YOUR INSTRUCTIONS —
Reproduce every line of the listing below, character for character, with no changes.

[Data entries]
==*==
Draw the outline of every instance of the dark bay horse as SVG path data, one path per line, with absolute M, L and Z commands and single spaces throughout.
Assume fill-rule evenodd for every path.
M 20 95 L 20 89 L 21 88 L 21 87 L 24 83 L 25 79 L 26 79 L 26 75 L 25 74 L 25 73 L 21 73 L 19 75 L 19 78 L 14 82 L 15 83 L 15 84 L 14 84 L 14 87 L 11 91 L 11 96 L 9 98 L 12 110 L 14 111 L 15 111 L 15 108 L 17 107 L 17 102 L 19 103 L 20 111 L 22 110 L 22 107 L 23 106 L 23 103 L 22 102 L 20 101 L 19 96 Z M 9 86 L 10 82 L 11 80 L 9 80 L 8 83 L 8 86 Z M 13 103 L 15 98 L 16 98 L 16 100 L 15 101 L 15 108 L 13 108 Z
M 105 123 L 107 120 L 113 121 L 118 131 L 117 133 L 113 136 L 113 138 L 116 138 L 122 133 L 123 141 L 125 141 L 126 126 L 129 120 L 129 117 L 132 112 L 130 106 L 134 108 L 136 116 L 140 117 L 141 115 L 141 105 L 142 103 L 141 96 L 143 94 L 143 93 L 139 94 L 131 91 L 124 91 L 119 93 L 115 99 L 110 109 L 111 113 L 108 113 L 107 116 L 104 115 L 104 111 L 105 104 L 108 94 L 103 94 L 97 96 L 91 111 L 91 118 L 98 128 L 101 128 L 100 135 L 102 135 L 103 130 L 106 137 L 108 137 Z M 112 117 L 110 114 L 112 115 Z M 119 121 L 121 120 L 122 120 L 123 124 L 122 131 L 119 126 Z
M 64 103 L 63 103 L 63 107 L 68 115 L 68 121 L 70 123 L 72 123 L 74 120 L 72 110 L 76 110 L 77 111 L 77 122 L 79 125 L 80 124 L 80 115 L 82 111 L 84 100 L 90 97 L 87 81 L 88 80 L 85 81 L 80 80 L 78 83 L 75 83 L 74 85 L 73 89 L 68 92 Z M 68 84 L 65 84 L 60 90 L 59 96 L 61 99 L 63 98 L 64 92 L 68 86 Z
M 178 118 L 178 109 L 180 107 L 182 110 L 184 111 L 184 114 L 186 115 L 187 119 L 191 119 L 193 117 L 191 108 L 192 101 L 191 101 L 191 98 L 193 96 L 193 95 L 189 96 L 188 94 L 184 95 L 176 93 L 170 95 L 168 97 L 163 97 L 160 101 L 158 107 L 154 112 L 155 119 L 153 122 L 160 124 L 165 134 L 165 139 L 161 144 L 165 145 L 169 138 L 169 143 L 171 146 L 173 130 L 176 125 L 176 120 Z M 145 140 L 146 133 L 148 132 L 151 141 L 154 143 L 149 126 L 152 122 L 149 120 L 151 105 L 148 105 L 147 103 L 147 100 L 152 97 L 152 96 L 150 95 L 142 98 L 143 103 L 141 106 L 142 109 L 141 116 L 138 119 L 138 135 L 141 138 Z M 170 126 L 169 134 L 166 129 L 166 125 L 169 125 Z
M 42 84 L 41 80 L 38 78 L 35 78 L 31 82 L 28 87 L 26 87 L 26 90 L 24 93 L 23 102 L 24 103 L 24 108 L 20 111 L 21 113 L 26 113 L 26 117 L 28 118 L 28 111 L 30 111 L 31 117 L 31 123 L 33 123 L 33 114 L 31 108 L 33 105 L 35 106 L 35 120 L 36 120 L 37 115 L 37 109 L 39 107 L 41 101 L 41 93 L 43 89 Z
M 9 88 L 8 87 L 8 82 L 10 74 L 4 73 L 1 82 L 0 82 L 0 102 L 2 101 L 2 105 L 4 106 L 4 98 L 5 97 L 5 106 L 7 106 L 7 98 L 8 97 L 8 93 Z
==*==
EXERCISE OUTPUT —
Draw the outline of every instance of the dark bay horse as SVG path data, one path per line, with absolute M, L and Z commands and single spaces throughout.
Assume fill-rule evenodd for every path.
M 20 95 L 20 89 L 21 88 L 21 87 L 24 83 L 25 79 L 26 79 L 26 75 L 25 74 L 25 73 L 21 73 L 19 75 L 19 78 L 14 82 L 15 83 L 15 84 L 14 84 L 14 87 L 11 91 L 11 96 L 9 98 L 12 110 L 14 111 L 15 111 L 15 108 L 17 107 L 17 102 L 19 103 L 20 111 L 22 110 L 22 107 L 23 106 L 23 103 L 22 102 L 20 101 L 19 96 Z M 9 86 L 10 82 L 11 80 L 9 80 L 8 83 L 8 86 Z M 13 103 L 15 98 L 16 98 L 16 100 L 15 101 L 15 108 L 13 108 Z
M 105 123 L 107 120 L 113 121 L 118 131 L 117 133 L 113 136 L 113 138 L 116 138 L 122 133 L 123 141 L 125 141 L 126 126 L 129 120 L 129 117 L 132 112 L 130 106 L 134 108 L 136 116 L 140 117 L 141 115 L 141 105 L 142 103 L 141 96 L 143 94 L 143 93 L 139 94 L 131 91 L 124 91 L 119 93 L 115 99 L 110 109 L 111 113 L 108 113 L 107 116 L 104 115 L 104 111 L 105 104 L 108 94 L 103 94 L 97 96 L 91 111 L 91 118 L 98 128 L 101 128 L 100 135 L 102 135 L 103 130 L 106 137 L 108 137 Z M 112 117 L 110 114 L 112 115 Z M 119 121 L 121 120 L 122 120 L 123 124 L 122 131 L 119 126 Z
M 64 103 L 63 103 L 63 107 L 68 115 L 68 121 L 70 123 L 72 123 L 74 120 L 72 110 L 76 110 L 77 111 L 77 122 L 79 125 L 80 124 L 80 115 L 82 111 L 84 100 L 90 97 L 87 81 L 88 80 L 85 81 L 80 80 L 78 83 L 75 83 L 74 85 L 73 89 L 68 92 Z M 68 84 L 65 84 L 60 90 L 59 96 L 61 99 L 63 98 L 64 92 L 68 86 Z
M 178 118 L 178 109 L 180 107 L 182 110 L 184 111 L 184 114 L 186 115 L 187 119 L 191 119 L 193 117 L 191 108 L 192 101 L 191 101 L 191 98 L 193 96 L 193 95 L 189 96 L 188 94 L 184 95 L 176 93 L 170 95 L 168 97 L 163 97 L 160 101 L 158 107 L 154 112 L 155 119 L 153 122 L 160 124 L 165 134 L 165 139 L 161 144 L 165 145 L 169 138 L 169 143 L 171 146 L 173 130 L 176 125 L 176 120 Z M 145 140 L 146 133 L 148 132 L 151 141 L 154 143 L 149 126 L 152 122 L 149 120 L 151 105 L 148 105 L 147 103 L 147 100 L 152 97 L 152 96 L 150 95 L 142 98 L 143 103 L 141 106 L 142 109 L 141 116 L 138 119 L 138 135 L 141 138 Z M 170 126 L 169 134 L 166 129 L 166 125 L 169 125 Z
M 42 84 L 41 80 L 38 78 L 35 78 L 31 82 L 28 87 L 26 87 L 26 90 L 24 93 L 23 102 L 24 103 L 24 108 L 20 111 L 21 113 L 26 113 L 26 117 L 28 118 L 28 111 L 30 111 L 31 117 L 31 123 L 33 123 L 33 114 L 31 108 L 33 105 L 35 106 L 35 120 L 36 120 L 37 115 L 37 109 L 39 107 L 41 101 L 41 93 L 43 89 Z
M 9 88 L 8 87 L 8 82 L 10 74 L 4 73 L 1 82 L 0 82 L 0 102 L 2 101 L 2 105 L 4 106 L 4 98 L 5 97 L 5 106 L 7 106 L 7 98 L 8 97 L 8 93 Z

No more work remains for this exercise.